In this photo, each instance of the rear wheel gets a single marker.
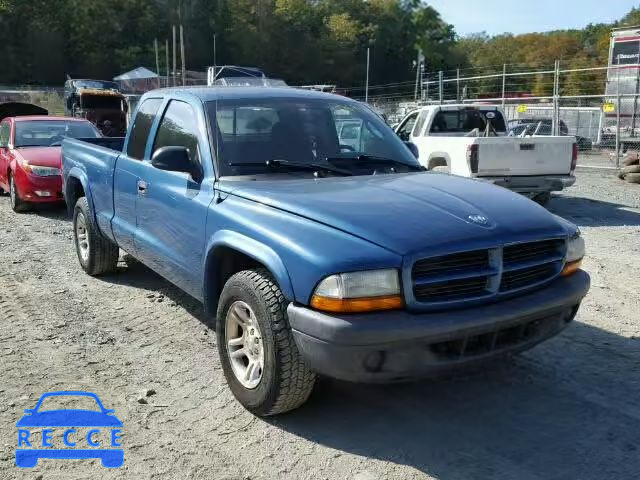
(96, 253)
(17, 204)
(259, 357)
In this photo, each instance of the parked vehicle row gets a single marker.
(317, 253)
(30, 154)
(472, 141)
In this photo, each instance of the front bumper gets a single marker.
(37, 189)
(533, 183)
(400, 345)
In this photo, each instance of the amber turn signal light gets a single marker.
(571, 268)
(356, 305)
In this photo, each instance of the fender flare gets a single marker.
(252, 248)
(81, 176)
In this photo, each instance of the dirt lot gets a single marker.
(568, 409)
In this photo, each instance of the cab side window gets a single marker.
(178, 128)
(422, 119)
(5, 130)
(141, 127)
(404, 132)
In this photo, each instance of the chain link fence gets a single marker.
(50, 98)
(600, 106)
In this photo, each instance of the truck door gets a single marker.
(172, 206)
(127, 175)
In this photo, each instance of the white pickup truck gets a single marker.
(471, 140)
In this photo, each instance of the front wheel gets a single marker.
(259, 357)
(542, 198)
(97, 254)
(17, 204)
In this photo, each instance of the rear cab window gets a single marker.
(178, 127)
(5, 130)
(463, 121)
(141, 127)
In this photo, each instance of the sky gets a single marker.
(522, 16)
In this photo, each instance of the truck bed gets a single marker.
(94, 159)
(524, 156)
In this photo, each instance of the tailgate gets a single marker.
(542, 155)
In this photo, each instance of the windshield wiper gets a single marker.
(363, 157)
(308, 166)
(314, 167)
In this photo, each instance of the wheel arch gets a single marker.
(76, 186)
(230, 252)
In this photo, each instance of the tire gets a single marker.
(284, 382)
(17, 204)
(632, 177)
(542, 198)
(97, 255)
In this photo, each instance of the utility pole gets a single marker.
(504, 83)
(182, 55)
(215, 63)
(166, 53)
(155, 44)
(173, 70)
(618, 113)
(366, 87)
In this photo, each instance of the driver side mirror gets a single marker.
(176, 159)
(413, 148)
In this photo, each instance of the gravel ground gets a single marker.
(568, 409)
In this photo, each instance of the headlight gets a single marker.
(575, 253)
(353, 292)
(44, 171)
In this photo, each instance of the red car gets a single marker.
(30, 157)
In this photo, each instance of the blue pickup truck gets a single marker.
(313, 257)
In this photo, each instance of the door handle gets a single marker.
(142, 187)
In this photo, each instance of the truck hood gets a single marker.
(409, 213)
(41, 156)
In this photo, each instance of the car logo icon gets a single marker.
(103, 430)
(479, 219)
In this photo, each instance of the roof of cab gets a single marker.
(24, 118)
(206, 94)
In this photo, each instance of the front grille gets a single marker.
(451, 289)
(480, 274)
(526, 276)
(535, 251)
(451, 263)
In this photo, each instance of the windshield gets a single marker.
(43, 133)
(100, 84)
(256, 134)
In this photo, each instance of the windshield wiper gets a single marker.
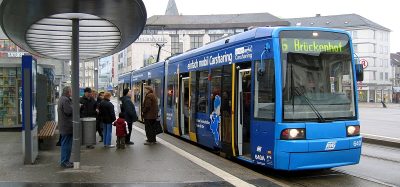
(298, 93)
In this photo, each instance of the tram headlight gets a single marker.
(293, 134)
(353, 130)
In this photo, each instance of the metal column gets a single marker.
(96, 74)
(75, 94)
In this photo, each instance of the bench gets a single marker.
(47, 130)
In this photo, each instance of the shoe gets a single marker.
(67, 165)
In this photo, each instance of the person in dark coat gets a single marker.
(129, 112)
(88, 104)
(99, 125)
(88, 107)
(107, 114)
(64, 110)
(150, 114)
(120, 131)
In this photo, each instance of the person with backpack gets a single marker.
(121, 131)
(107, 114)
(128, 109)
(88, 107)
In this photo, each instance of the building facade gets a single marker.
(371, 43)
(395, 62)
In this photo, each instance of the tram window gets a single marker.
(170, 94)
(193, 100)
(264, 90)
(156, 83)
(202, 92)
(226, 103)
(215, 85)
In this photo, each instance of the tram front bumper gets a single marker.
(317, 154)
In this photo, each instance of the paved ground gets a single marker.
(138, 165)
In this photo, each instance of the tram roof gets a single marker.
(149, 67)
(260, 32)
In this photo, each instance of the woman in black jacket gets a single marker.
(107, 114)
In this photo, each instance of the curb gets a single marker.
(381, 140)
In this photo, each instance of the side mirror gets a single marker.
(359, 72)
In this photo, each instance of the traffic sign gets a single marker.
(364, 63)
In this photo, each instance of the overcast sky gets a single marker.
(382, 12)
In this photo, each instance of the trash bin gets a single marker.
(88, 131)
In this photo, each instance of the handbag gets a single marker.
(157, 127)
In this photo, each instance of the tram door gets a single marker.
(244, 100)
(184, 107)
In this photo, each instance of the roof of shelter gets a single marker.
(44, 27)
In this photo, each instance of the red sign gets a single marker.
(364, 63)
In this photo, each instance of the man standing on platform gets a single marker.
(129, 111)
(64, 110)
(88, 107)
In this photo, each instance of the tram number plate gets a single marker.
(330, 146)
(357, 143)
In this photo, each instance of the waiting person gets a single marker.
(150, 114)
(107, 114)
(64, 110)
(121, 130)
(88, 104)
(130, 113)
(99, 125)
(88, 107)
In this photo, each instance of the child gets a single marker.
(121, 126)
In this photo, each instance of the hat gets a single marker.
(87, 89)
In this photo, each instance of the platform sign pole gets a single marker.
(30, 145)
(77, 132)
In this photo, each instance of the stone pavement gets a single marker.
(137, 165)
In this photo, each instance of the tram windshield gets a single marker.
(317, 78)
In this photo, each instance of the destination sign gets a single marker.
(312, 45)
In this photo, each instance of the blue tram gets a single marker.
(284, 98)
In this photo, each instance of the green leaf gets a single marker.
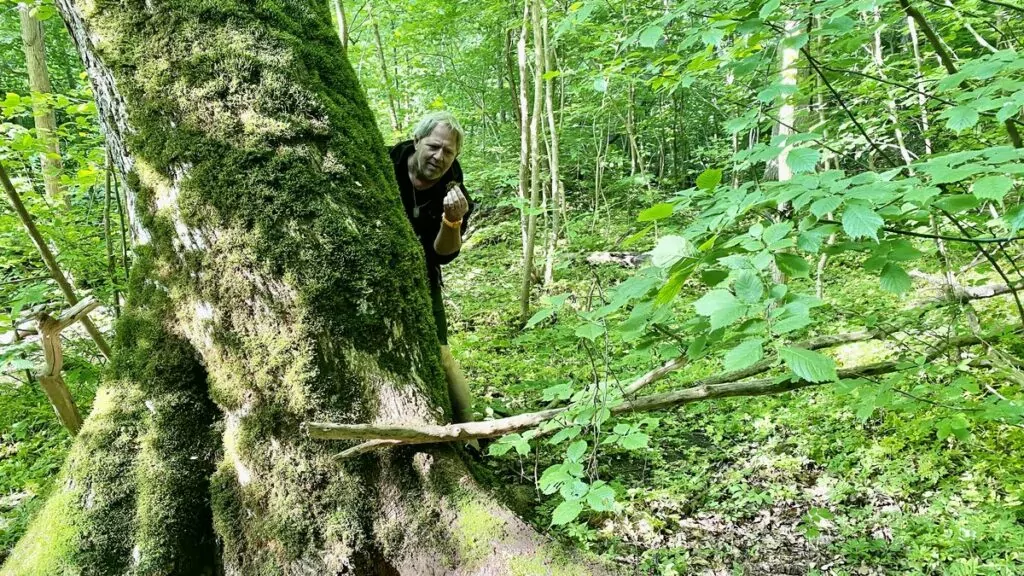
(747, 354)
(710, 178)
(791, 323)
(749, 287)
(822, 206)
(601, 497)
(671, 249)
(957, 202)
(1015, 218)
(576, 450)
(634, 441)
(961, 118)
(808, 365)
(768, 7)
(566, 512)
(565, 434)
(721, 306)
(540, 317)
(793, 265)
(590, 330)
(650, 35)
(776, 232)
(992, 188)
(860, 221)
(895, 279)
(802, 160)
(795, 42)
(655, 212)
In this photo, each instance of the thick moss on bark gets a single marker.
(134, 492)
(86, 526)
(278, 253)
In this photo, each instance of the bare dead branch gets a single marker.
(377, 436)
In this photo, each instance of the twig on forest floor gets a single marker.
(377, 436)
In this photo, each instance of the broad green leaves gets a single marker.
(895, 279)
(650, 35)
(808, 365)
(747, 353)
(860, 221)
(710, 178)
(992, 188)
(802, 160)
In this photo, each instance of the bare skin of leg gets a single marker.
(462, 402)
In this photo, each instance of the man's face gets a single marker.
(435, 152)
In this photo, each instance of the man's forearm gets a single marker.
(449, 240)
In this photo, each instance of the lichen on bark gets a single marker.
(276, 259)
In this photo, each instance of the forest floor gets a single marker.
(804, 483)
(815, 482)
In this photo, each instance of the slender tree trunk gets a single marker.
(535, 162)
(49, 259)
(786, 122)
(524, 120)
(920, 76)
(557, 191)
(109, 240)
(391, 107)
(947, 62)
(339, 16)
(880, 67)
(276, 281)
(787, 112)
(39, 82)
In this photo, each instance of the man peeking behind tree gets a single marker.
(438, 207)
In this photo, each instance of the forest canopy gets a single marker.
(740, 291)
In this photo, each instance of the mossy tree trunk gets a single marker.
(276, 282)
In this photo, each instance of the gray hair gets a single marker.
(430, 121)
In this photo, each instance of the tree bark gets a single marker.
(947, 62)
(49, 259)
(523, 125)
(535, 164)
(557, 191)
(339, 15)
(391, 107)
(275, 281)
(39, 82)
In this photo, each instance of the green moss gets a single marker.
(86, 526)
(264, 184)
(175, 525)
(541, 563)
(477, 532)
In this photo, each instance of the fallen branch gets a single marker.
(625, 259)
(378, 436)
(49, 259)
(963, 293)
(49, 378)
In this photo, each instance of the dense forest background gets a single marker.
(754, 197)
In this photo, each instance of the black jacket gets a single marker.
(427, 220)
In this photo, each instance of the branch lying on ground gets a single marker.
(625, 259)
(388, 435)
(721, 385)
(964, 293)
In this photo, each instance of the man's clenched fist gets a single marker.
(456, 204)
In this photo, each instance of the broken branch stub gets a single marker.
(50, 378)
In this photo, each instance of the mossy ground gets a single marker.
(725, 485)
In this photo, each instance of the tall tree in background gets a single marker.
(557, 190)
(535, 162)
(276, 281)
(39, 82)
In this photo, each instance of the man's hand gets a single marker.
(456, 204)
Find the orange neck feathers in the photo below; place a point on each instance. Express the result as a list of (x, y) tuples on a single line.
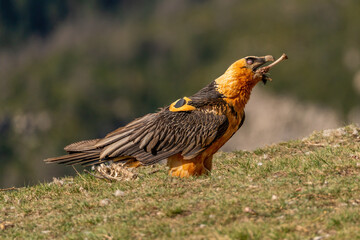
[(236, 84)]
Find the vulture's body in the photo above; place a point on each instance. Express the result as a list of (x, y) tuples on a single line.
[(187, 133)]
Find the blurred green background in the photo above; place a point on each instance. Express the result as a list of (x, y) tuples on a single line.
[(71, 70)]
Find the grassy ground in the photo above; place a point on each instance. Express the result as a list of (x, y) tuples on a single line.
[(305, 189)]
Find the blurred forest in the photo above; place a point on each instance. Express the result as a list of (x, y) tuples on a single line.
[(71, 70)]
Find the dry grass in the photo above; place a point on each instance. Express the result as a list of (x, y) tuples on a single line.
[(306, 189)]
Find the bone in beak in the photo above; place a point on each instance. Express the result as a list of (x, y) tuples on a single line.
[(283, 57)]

EXERCISE INSTRUCTIONS
Please give an exact copy of the lines from the line containing "In this photo, each instance of the broken" through the end of the records above, pictures excluded.

ANSWER SPACE
In this photo, each instance of the broken branch stub gets a single marker.
(50, 378)
In this photo, each instance of the mossy ground gets a single marker.
(725, 485)
In this photo, each instance of the tall tree in background gets a single marker.
(557, 190)
(535, 162)
(276, 281)
(39, 82)
In this photo, each instance of the man's hand gets a single marker.
(456, 204)
Find the orange neck feathers in the photo below; place a point on each instance. Express the result as a list of (x, y) tuples on a single line.
[(236, 84)]
Find the vulture's body in the photo above; place a point on each instance. Express the result as a list of (x, y) tuples on a single line.
[(187, 133)]
Find the blurred green background in the photo above; place a point on each instance. Express the result as a list of (x, y) tuples on a single line.
[(71, 70)]
Find the grassy ground in the photo above; place a point on each instance. Express the result as a list of (x, y) tuples on a single line.
[(305, 189)]
Find the blurred forest in the photo above; place a point on each instance. Express the result as a list of (x, y) tuples on a single line.
[(71, 70)]
Find the dry grass in the photo above; place a point on each instance. Express the result as a list of (x, y) tuples on a single line.
[(306, 189)]
Find the bone in beak in the photo above; place a point on each instance. Express the result as a list of (x, y) tuples on a single line.
[(283, 57)]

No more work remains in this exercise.